Saved entries
┌──

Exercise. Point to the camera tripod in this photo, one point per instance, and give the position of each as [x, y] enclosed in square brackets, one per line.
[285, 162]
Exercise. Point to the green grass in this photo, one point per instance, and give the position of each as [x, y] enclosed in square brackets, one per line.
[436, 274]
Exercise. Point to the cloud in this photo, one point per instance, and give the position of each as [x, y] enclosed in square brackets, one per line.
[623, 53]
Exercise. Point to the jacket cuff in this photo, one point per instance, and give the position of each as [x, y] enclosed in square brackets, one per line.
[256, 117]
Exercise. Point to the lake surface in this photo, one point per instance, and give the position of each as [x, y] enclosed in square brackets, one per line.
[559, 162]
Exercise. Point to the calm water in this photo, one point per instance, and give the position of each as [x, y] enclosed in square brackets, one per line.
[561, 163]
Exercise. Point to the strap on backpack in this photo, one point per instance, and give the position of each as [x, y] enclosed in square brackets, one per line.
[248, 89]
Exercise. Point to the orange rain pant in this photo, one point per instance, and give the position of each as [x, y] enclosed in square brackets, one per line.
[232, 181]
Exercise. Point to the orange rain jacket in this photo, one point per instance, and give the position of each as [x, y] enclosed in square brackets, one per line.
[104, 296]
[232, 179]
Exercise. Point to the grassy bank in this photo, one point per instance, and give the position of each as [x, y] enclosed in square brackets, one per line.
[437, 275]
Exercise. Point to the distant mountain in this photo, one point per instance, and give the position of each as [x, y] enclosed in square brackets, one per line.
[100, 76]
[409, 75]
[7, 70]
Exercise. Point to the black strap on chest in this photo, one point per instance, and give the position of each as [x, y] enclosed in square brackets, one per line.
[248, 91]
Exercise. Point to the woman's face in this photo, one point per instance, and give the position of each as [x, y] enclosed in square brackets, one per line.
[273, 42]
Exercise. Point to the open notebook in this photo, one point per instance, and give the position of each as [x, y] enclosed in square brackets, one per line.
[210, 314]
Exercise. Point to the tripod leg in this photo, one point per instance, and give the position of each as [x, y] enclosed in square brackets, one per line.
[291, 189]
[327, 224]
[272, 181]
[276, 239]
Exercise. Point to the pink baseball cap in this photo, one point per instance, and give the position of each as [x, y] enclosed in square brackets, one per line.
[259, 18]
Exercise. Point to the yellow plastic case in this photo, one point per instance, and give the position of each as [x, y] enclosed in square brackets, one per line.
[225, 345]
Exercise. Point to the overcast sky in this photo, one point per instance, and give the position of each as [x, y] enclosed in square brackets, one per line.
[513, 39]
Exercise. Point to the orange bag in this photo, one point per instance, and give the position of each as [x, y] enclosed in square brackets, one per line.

└──

**Task description**
Write all the entries again precisely as they were given.

**The answer**
Exercise. Point to the camera tripod in this photo, one point per instance, and give the position of each as [x, y] enclosed in square brackets, one per line.
[285, 162]
Exercise. Point to the green grass in this photo, one point per instance, and give the position of each as [x, y] enclosed in square brackets, one per line.
[436, 274]
Exercise. Point to the cloud in this photo, one point per instance, and give the position of each as [x, y] enclosed in square brackets, one per line.
[623, 53]
Exercise. Point to the jacket cuff in this photo, one point per instance, and give the position of each as [x, y] enclosed in square brackets, one per line.
[256, 117]
Exercise. Point to the lake surface in this photo, one point per instance, and give the position of each as [x, y] enclosed in square brackets, one per line.
[559, 162]
Exercise. Point to the calm water in this photo, one point per instance, and give the position of each as [x, y] enclosed in square brackets, one per line.
[561, 163]
Exercise. Point to the strap on backpack in this photo, one point per instance, and give the position of each as [x, y] enclosed in square brackets, one per line.
[248, 89]
Exercise. Point to the orange rain pant in this photo, one point per instance, and give the position of each as [x, y] enclosed in square brackets, one per line.
[232, 181]
Exercise. Point to the orange rain jacket in this photo, one point per instance, and give the position of each as [x, y] enclosed in square brackets, one per line.
[104, 296]
[232, 179]
Exercise. Point to the grassy bank in this photo, one point per instance, and give the position of each as [x, y] enclosed in square brackets, one per line.
[437, 275]
Exercise. Point to the distant mountain in this photo, one point per instance, and give the position of each as [x, y] enclosed in square brackets, one per line.
[100, 76]
[409, 75]
[7, 70]
Exercise. Point to the black strap on chest in this photo, one point per instance, and give the position of each as [x, y] enclosed in square brackets, one per line.
[248, 91]
Exercise. Point to the woman's face in this photo, one point per instance, and give the position of each as [x, y] enclosed in square brackets, one per line.
[273, 42]
Exercise. Point to the open notebook in this photo, one point per instance, and give the position of each as [x, y] enclosed in square brackets, one per line.
[210, 314]
Exercise. Point to the tripod leg in this photo, one point per instance, and give the position of each as [x, y] enclosed in square brackets, one per line.
[291, 189]
[327, 224]
[272, 181]
[276, 239]
Exercise. Point to the pink baseball cap in this photo, one point per instance, and give the position of each as [x, y] enclosed in square brackets, one per line.
[259, 18]
Exercise. Point to the yellow plastic case in this photo, one point per instance, and give the position of each as [x, y] enclosed in square brackets, one per line.
[225, 345]
Exercise. Point to the overcast sky in this photo, one point per instance, and give the position of each as [x, y] enclosed in square brackets, one per line.
[513, 39]
Exercise. Point to the orange bag in this photo, one point per instance, and give the position of each as [x, y] enclosed in square brackets, one per line.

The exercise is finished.